=== EXERCISE DETAILS ===
Print only the line with "Return one point per instance of the dirt ground, each" and the lines after it, ending with the last line of the material, each exactly as it stands.

# # # # #

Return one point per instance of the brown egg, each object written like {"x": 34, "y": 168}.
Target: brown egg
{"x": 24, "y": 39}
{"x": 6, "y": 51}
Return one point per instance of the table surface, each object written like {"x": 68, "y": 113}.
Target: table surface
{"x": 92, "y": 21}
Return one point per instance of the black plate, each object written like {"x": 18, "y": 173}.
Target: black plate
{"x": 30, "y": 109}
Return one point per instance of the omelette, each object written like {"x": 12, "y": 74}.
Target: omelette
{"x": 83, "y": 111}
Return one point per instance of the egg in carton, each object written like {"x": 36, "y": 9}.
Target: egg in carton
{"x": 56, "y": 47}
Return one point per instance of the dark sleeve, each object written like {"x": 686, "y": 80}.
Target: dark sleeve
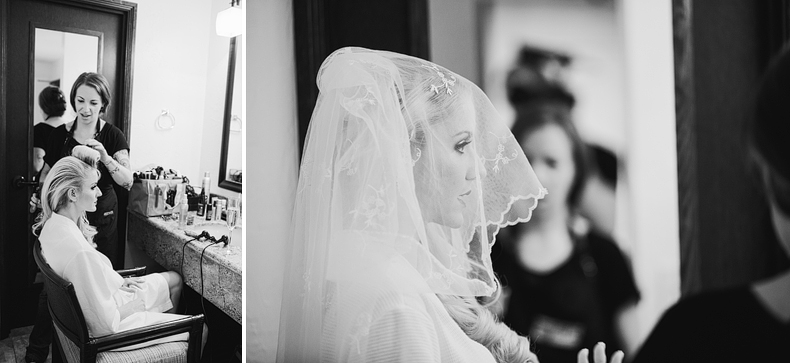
{"x": 114, "y": 140}
{"x": 54, "y": 147}
{"x": 40, "y": 134}
{"x": 666, "y": 342}
{"x": 616, "y": 277}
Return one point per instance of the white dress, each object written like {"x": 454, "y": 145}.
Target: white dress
{"x": 383, "y": 311}
{"x": 97, "y": 285}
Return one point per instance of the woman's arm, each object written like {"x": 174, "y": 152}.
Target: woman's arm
{"x": 119, "y": 168}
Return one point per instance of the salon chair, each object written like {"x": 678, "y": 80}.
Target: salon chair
{"x": 75, "y": 345}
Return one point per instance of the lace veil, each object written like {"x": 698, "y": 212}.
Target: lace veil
{"x": 407, "y": 175}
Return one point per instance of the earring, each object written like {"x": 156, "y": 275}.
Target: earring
{"x": 419, "y": 153}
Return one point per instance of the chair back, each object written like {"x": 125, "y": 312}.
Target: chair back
{"x": 63, "y": 304}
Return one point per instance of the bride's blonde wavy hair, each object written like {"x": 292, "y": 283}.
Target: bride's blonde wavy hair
{"x": 68, "y": 174}
{"x": 471, "y": 315}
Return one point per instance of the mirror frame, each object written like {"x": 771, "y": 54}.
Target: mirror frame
{"x": 223, "y": 159}
{"x": 32, "y": 80}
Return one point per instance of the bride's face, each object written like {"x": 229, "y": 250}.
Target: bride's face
{"x": 446, "y": 171}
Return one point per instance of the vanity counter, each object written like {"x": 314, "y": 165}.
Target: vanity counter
{"x": 164, "y": 241}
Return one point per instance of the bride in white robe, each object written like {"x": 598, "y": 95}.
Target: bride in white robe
{"x": 109, "y": 302}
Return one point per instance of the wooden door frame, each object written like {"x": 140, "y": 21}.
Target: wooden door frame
{"x": 775, "y": 27}
{"x": 127, "y": 12}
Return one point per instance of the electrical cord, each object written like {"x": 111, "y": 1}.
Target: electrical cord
{"x": 224, "y": 241}
{"x": 202, "y": 235}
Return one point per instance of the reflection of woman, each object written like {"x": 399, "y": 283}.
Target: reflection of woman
{"x": 748, "y": 323}
{"x": 407, "y": 176}
{"x": 109, "y": 302}
{"x": 53, "y": 105}
{"x": 90, "y": 97}
{"x": 567, "y": 290}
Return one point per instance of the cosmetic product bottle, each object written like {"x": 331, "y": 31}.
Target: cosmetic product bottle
{"x": 205, "y": 194}
{"x": 209, "y": 211}
{"x": 183, "y": 211}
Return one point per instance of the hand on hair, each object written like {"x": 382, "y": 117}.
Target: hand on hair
{"x": 85, "y": 153}
{"x": 98, "y": 146}
{"x": 599, "y": 355}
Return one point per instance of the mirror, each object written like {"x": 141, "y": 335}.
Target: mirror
{"x": 230, "y": 169}
{"x": 60, "y": 57}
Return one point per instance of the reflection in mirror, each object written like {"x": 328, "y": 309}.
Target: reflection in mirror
{"x": 59, "y": 58}
{"x": 231, "y": 174}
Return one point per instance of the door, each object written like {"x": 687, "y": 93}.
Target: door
{"x": 108, "y": 28}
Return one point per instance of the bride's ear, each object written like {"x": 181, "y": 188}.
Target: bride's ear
{"x": 416, "y": 154}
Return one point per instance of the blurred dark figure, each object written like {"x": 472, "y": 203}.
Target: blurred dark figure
{"x": 537, "y": 81}
{"x": 565, "y": 287}
{"x": 749, "y": 323}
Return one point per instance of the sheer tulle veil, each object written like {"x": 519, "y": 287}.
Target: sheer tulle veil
{"x": 407, "y": 175}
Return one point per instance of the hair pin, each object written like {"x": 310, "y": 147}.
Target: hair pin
{"x": 446, "y": 82}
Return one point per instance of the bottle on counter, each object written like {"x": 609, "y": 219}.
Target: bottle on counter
{"x": 183, "y": 211}
{"x": 205, "y": 194}
{"x": 209, "y": 211}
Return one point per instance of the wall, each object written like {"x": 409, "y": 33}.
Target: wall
{"x": 273, "y": 134}
{"x": 454, "y": 38}
{"x": 652, "y": 156}
{"x": 180, "y": 65}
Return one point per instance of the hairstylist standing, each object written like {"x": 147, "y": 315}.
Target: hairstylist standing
{"x": 90, "y": 97}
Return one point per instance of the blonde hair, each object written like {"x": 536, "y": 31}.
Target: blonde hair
{"x": 423, "y": 105}
{"x": 68, "y": 174}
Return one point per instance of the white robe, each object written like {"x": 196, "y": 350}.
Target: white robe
{"x": 97, "y": 285}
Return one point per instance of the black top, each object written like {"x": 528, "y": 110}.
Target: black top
{"x": 41, "y": 134}
{"x": 573, "y": 306}
{"x": 61, "y": 142}
{"x": 721, "y": 326}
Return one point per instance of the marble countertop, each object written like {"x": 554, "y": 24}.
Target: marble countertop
{"x": 164, "y": 241}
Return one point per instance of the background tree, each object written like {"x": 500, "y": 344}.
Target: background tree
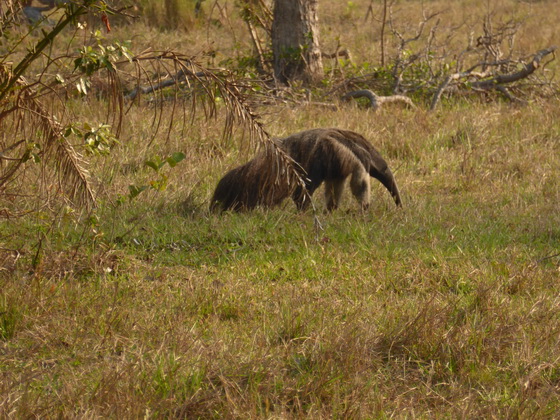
{"x": 295, "y": 41}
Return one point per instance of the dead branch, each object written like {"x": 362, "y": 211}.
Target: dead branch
{"x": 486, "y": 81}
{"x": 179, "y": 77}
{"x": 377, "y": 101}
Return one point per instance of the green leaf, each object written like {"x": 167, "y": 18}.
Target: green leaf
{"x": 134, "y": 191}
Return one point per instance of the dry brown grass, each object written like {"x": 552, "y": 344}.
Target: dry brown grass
{"x": 447, "y": 309}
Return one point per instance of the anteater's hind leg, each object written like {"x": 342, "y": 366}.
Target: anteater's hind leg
{"x": 333, "y": 193}
{"x": 359, "y": 184}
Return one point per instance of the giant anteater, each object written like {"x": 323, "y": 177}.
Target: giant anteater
{"x": 327, "y": 155}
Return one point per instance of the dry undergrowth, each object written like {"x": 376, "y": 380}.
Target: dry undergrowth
{"x": 156, "y": 308}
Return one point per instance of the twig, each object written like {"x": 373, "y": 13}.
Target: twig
{"x": 377, "y": 101}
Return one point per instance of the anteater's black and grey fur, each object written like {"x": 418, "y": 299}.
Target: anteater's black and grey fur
{"x": 326, "y": 155}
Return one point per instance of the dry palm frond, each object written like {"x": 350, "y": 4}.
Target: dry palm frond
{"x": 209, "y": 87}
{"x": 29, "y": 112}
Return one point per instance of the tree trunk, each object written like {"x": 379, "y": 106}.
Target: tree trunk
{"x": 295, "y": 41}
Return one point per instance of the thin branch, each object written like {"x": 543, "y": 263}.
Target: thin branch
{"x": 377, "y": 101}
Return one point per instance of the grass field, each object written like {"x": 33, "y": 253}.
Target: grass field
{"x": 446, "y": 308}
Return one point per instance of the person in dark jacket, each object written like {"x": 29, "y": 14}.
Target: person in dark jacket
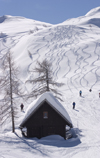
{"x": 73, "y": 105}
{"x": 80, "y": 93}
{"x": 22, "y": 106}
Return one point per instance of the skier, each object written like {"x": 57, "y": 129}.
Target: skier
{"x": 90, "y": 90}
{"x": 80, "y": 93}
{"x": 73, "y": 105}
{"x": 22, "y": 106}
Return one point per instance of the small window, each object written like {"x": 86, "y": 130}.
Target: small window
{"x": 45, "y": 115}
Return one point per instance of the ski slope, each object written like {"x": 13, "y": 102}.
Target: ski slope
{"x": 73, "y": 47}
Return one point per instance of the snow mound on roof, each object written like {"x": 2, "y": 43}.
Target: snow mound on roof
{"x": 53, "y": 102}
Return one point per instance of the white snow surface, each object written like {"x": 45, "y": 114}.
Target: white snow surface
{"x": 73, "y": 47}
{"x": 48, "y": 96}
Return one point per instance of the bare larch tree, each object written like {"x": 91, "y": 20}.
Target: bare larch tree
{"x": 44, "y": 80}
{"x": 9, "y": 85}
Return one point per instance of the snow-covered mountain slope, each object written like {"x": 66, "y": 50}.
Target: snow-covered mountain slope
{"x": 73, "y": 47}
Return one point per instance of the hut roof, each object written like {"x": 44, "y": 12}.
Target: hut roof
{"x": 53, "y": 102}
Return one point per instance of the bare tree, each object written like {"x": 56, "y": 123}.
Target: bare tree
{"x": 9, "y": 85}
{"x": 44, "y": 80}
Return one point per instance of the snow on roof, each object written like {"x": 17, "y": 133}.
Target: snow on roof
{"x": 48, "y": 96}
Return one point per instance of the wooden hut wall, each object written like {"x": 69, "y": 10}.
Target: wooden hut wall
{"x": 39, "y": 126}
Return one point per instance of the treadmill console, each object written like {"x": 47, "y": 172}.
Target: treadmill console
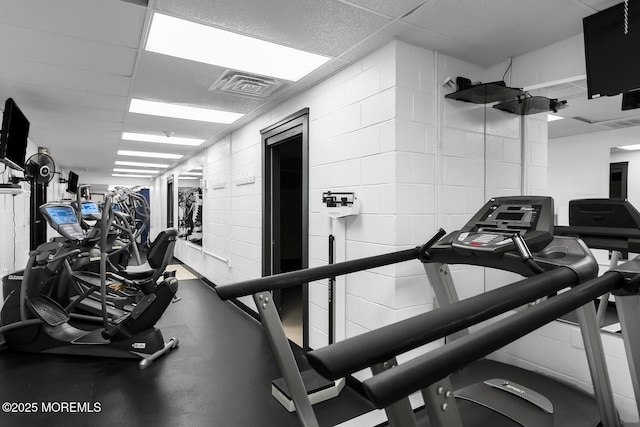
{"x": 491, "y": 228}
{"x": 62, "y": 218}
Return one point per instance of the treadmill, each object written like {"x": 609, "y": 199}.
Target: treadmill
{"x": 610, "y": 224}
{"x": 501, "y": 235}
{"x": 508, "y": 233}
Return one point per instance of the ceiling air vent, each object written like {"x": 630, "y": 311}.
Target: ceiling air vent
{"x": 613, "y": 123}
{"x": 245, "y": 84}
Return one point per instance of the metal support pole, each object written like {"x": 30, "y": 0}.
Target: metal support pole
{"x": 604, "y": 299}
{"x": 629, "y": 315}
{"x": 444, "y": 289}
{"x": 285, "y": 359}
{"x": 594, "y": 351}
{"x": 400, "y": 413}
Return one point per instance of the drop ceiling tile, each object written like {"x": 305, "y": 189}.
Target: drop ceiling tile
{"x": 69, "y": 52}
{"x": 175, "y": 71}
{"x": 155, "y": 91}
{"x": 113, "y": 22}
{"x": 47, "y": 75}
{"x": 426, "y": 39}
{"x": 504, "y": 27}
{"x": 395, "y": 9}
{"x": 334, "y": 26}
{"x": 153, "y": 124}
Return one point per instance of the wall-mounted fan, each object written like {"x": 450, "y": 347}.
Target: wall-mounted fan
{"x": 40, "y": 168}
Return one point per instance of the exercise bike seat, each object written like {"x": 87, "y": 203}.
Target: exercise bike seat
{"x": 160, "y": 253}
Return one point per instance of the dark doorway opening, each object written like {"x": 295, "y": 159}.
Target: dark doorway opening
{"x": 285, "y": 218}
{"x": 618, "y": 173}
{"x": 170, "y": 202}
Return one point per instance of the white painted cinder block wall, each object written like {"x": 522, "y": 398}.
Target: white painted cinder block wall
{"x": 14, "y": 224}
{"x": 382, "y": 129}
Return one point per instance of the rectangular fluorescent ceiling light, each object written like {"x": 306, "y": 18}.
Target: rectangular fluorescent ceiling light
{"x": 127, "y": 175}
{"x": 197, "y": 42}
{"x": 161, "y": 139}
{"x": 630, "y": 147}
{"x": 145, "y": 171}
{"x": 149, "y": 154}
{"x": 176, "y": 111}
{"x": 141, "y": 164}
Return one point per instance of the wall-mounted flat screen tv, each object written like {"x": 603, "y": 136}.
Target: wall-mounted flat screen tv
{"x": 611, "y": 40}
{"x": 13, "y": 137}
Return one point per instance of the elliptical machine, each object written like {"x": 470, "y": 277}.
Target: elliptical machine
{"x": 32, "y": 322}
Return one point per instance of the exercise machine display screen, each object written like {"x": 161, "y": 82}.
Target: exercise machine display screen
{"x": 89, "y": 208}
{"x": 62, "y": 218}
{"x": 492, "y": 228}
{"x": 61, "y": 215}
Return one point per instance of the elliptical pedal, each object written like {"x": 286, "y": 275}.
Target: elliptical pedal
{"x": 48, "y": 310}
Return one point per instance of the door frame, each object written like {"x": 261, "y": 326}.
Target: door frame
{"x": 293, "y": 125}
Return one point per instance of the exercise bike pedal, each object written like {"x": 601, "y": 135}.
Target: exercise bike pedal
{"x": 48, "y": 310}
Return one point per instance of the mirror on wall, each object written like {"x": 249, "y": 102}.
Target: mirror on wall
{"x": 190, "y": 206}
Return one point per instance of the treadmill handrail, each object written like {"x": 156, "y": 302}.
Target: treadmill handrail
{"x": 298, "y": 277}
{"x": 377, "y": 346}
{"x": 390, "y": 386}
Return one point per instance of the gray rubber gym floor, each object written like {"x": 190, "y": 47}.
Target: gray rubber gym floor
{"x": 220, "y": 375}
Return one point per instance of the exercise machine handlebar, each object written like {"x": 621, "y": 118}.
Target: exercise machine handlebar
{"x": 294, "y": 278}
{"x": 365, "y": 350}
{"x": 392, "y": 385}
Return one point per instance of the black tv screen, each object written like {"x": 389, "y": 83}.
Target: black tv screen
{"x": 13, "y": 137}
{"x": 612, "y": 56}
{"x": 72, "y": 182}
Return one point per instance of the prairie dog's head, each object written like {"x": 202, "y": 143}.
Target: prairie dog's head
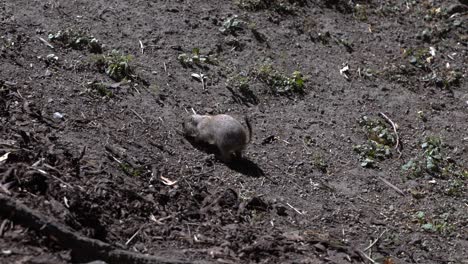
{"x": 190, "y": 125}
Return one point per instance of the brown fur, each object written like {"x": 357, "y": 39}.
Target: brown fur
{"x": 223, "y": 131}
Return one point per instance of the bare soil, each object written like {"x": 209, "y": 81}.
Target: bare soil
{"x": 105, "y": 158}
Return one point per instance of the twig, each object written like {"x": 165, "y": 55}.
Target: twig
{"x": 297, "y": 211}
{"x": 46, "y": 43}
{"x": 142, "y": 48}
{"x": 2, "y": 227}
{"x": 398, "y": 190}
{"x": 397, "y": 144}
{"x": 366, "y": 257}
{"x": 375, "y": 241}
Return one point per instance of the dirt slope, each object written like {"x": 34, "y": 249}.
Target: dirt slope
{"x": 91, "y": 139}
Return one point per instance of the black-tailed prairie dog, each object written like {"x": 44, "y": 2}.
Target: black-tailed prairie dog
{"x": 222, "y": 131}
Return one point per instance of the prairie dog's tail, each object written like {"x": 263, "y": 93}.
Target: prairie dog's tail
{"x": 249, "y": 126}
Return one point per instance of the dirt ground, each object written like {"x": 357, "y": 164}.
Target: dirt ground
{"x": 359, "y": 112}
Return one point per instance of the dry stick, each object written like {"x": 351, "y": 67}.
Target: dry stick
{"x": 397, "y": 145}
{"x": 367, "y": 257}
{"x": 67, "y": 238}
{"x": 398, "y": 190}
{"x": 134, "y": 235}
{"x": 375, "y": 241}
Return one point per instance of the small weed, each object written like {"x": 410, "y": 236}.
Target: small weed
{"x": 449, "y": 79}
{"x": 130, "y": 171}
{"x": 279, "y": 83}
{"x": 379, "y": 143}
{"x": 419, "y": 57}
{"x": 187, "y": 60}
{"x": 320, "y": 163}
{"x": 76, "y": 39}
{"x": 115, "y": 65}
{"x": 233, "y": 24}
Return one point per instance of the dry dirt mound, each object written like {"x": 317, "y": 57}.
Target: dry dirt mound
{"x": 359, "y": 111}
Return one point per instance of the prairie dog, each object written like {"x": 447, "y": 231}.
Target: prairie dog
{"x": 223, "y": 131}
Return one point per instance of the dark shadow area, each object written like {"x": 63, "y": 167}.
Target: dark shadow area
{"x": 241, "y": 165}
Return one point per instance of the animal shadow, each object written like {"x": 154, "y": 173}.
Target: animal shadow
{"x": 241, "y": 165}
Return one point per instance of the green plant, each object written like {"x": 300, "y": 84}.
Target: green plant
{"x": 434, "y": 161}
{"x": 379, "y": 142}
{"x": 279, "y": 83}
{"x": 232, "y": 24}
{"x": 130, "y": 171}
{"x": 76, "y": 39}
{"x": 360, "y": 12}
{"x": 371, "y": 152}
{"x": 115, "y": 65}
{"x": 439, "y": 224}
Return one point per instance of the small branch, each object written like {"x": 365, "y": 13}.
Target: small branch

# # # # #

=== SOLUTION TO THIS TASK ===
Return one point per instance of the dirt ground, each object written like {"x": 357, "y": 164}.
Target: dirt ground
{"x": 359, "y": 112}
Return one point per instance of the dry stick, each object written like {"x": 351, "y": 67}.
Target: dry stick
{"x": 397, "y": 145}
{"x": 367, "y": 257}
{"x": 67, "y": 238}
{"x": 398, "y": 190}
{"x": 134, "y": 235}
{"x": 375, "y": 241}
Return one point per instance of the small weed, each object written like {"x": 410, "y": 236}.
Target: small weed
{"x": 449, "y": 79}
{"x": 130, "y": 171}
{"x": 279, "y": 83}
{"x": 379, "y": 143}
{"x": 419, "y": 57}
{"x": 187, "y": 60}
{"x": 320, "y": 163}
{"x": 76, "y": 39}
{"x": 115, "y": 65}
{"x": 233, "y": 24}
Return one point per instance of the dry dirt mound, each object written like {"x": 317, "y": 57}.
Target: dry dirt mound
{"x": 359, "y": 111}
Return one point per instance of the prairie dog, each object written like {"x": 447, "y": 231}.
Target: prairie dog
{"x": 223, "y": 131}
Return one point per instance of the dark shadow area, each object written like {"x": 63, "y": 167}.
Target: dark shadow area
{"x": 241, "y": 165}
Return one point per instance of the animal shadow, each object written like {"x": 154, "y": 173}.
Target: animal shadow
{"x": 241, "y": 165}
Return one point per instance of the green plant, each object written like {"x": 300, "y": 84}.
Target: green plant
{"x": 434, "y": 161}
{"x": 379, "y": 142}
{"x": 279, "y": 83}
{"x": 232, "y": 24}
{"x": 130, "y": 171}
{"x": 76, "y": 39}
{"x": 360, "y": 12}
{"x": 371, "y": 152}
{"x": 115, "y": 65}
{"x": 439, "y": 224}
Return one point per instance of the small branch, each object written like {"x": 365, "y": 13}.
Target: small branch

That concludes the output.